> [SHORT PROBLEM]: Transcribe all of the records below word for word, and omit the pictures from your transcription.
--- START DATA PROVIDED ---
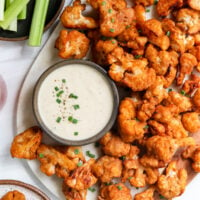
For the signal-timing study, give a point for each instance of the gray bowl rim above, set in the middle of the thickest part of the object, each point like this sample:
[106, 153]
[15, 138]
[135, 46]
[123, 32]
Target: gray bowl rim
[75, 142]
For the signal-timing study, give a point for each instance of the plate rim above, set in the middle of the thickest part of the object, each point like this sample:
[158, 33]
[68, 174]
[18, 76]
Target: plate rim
[24, 185]
[45, 28]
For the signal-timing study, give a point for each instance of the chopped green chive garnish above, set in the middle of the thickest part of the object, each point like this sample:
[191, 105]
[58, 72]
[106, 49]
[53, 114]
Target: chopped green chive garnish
[169, 90]
[59, 93]
[92, 189]
[79, 164]
[73, 96]
[119, 187]
[90, 154]
[58, 119]
[56, 88]
[76, 133]
[76, 107]
[138, 56]
[182, 92]
[110, 11]
[76, 151]
[168, 33]
[64, 80]
[58, 101]
[41, 155]
[122, 158]
[112, 30]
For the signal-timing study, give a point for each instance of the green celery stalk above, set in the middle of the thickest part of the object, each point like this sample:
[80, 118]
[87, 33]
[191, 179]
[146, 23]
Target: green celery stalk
[22, 14]
[13, 24]
[12, 12]
[38, 21]
[2, 5]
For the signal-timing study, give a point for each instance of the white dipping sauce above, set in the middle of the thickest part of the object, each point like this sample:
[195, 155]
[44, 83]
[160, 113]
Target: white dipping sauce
[75, 102]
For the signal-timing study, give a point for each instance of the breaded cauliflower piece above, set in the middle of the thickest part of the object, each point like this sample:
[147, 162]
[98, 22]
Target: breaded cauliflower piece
[173, 182]
[194, 4]
[113, 145]
[72, 17]
[115, 192]
[107, 168]
[188, 20]
[130, 128]
[133, 73]
[160, 61]
[191, 121]
[53, 161]
[72, 44]
[82, 177]
[164, 7]
[148, 194]
[25, 144]
[193, 152]
[72, 194]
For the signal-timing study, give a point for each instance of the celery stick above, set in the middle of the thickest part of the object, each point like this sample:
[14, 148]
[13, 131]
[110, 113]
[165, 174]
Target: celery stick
[22, 14]
[38, 21]
[13, 25]
[11, 13]
[2, 5]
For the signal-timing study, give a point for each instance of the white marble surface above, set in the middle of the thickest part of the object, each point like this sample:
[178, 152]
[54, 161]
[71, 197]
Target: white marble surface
[15, 61]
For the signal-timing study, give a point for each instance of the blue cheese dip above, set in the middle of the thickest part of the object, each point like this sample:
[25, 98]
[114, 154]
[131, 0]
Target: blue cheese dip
[75, 101]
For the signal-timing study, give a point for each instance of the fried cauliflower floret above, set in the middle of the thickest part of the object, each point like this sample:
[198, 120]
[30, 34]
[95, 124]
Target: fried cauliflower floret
[191, 121]
[193, 152]
[113, 145]
[114, 22]
[72, 194]
[173, 182]
[130, 128]
[160, 61]
[115, 192]
[72, 44]
[148, 194]
[107, 168]
[52, 161]
[72, 17]
[82, 177]
[164, 7]
[133, 73]
[25, 144]
[101, 49]
[188, 20]
[187, 64]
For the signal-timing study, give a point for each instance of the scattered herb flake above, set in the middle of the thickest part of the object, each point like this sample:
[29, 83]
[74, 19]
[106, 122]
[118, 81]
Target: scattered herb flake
[73, 96]
[90, 154]
[58, 120]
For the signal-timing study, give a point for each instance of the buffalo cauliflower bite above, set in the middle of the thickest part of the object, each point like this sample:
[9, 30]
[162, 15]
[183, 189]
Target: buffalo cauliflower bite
[148, 194]
[113, 145]
[107, 168]
[130, 128]
[133, 73]
[191, 121]
[173, 182]
[82, 177]
[115, 192]
[53, 161]
[72, 44]
[72, 17]
[193, 152]
[25, 144]
[164, 7]
[13, 195]
[72, 194]
[188, 20]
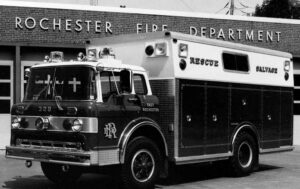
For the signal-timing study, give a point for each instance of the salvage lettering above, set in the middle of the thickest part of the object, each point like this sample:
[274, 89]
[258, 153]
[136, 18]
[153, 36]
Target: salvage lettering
[265, 69]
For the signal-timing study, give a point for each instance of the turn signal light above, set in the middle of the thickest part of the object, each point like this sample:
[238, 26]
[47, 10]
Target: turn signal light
[16, 123]
[77, 125]
[42, 123]
[287, 66]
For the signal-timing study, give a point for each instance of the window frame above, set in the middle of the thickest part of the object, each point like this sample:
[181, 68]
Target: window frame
[143, 82]
[236, 54]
--- END DATA PROVIDED ---
> [ANSWER IN FULL]:
For the signal-timing study, give a point for each instance of the gray bowl rim above, set in the middle of the thickest part of the object, each point like this sample:
[106, 153]
[15, 138]
[135, 46]
[123, 32]
Target: gray bowl rim
[75, 142]
For the signal-timing study, give a point for each instance of the plate rim above, set in the middle of the thickest part of the object, each point like this sample:
[158, 33]
[68, 174]
[18, 76]
Target: plate rim
[24, 185]
[45, 28]
For the signal-timing study, give a point for each instance of the chopped green chive garnish above, set in the middle of the thickest part of the object, each point like this sample:
[191, 105]
[58, 72]
[106, 49]
[53, 114]
Target: chopped green chive garnish
[169, 90]
[59, 93]
[92, 189]
[79, 164]
[73, 96]
[119, 187]
[90, 154]
[58, 119]
[56, 88]
[76, 133]
[76, 107]
[138, 56]
[182, 92]
[110, 11]
[76, 151]
[168, 33]
[64, 80]
[58, 101]
[41, 155]
[122, 158]
[112, 30]
For the signal-timing study, give a point for each instance of the green celery stalk above, set in the middle of the thickest part of the object, each point like this sample:
[80, 118]
[87, 33]
[191, 179]
[146, 23]
Target: green celery stalk
[22, 14]
[13, 24]
[12, 12]
[38, 21]
[2, 5]
For the signal-timing study, give a point for each instance of the white dipping sauce above, set in the middle of the thickest part of the object, each point like this sample:
[195, 155]
[44, 83]
[160, 113]
Target: white dipping sauce
[75, 102]
For the signal-timing study, give a point for each instance of the breaded cauliflower piece above, set in the middle of the thickest part of the object, each point like this sample:
[147, 162]
[98, 22]
Target: breaded cauliflower piece
[173, 182]
[194, 4]
[113, 145]
[72, 17]
[115, 192]
[107, 168]
[188, 20]
[130, 128]
[133, 73]
[160, 61]
[191, 121]
[53, 161]
[72, 44]
[82, 177]
[164, 7]
[148, 194]
[25, 144]
[193, 152]
[72, 194]
For the signal-timing study, give a point for each instance of the celery stick above, set in the middle of the thickest part of the object, each point like this sample:
[14, 148]
[13, 131]
[110, 113]
[165, 174]
Target: celery stick
[22, 14]
[38, 21]
[13, 25]
[11, 13]
[2, 5]
For the signal-timing study, give a point for each instance of the white marble surface above, set in the middle of the thickest part of the object, each point like this sample:
[178, 152]
[54, 161]
[71, 197]
Target: white marble surface
[15, 61]
For the signal-timing study, give a point for each instance of the blue cheese dip above, set in the middle of the thickest part of the object, each point like this sample:
[25, 98]
[114, 154]
[131, 0]
Target: blue cheese dip
[75, 101]
For the signal-timing study, give a point for each instance of the fried cauliflower floret above, set in the middle of the thickest part of the object, each point like this sample:
[198, 120]
[30, 34]
[95, 124]
Target: fried cauliflower floret
[191, 121]
[193, 152]
[113, 145]
[114, 22]
[72, 194]
[173, 182]
[130, 128]
[160, 61]
[115, 192]
[72, 44]
[148, 194]
[107, 168]
[52, 161]
[72, 17]
[82, 177]
[164, 7]
[133, 73]
[25, 144]
[101, 49]
[188, 20]
[187, 64]
For the signal-timing study, give a point for each instance of the scattered herb flake above, set in the middle of the thickest part of the object, each point like this sample:
[29, 83]
[74, 19]
[106, 122]
[118, 81]
Target: scattered herb flake
[73, 96]
[90, 154]
[58, 120]
For the signal-timing study, give a point for each instance of the buffalo cauliflower bite above, set in the middle of the thickest part of the object, each point like this sample:
[9, 30]
[162, 15]
[183, 189]
Target: buffalo cauliflower bite
[148, 194]
[113, 145]
[107, 168]
[130, 128]
[133, 73]
[191, 121]
[173, 182]
[82, 177]
[115, 192]
[53, 161]
[72, 44]
[72, 17]
[193, 152]
[25, 144]
[164, 7]
[13, 195]
[72, 194]
[188, 20]
For the signal-timing study, give a point for each instance of the salvage lettering above, set in the middle of the thickest part of the object, each point like this sample:
[274, 89]
[258, 153]
[136, 18]
[153, 36]
Target: salvage lettering
[265, 69]
For the signal-timing study, give a point for each instance of the turn signal light above, set in the middle of the thickest part of the object, each point like this sample:
[238, 26]
[47, 10]
Target: turn signal light
[16, 123]
[77, 125]
[42, 123]
[287, 66]
For the signal-timing study, give a point for each instance of the window frame above, set in the middle of the thickest part of the object, each point like this sample:
[181, 68]
Target: window frame
[143, 82]
[236, 54]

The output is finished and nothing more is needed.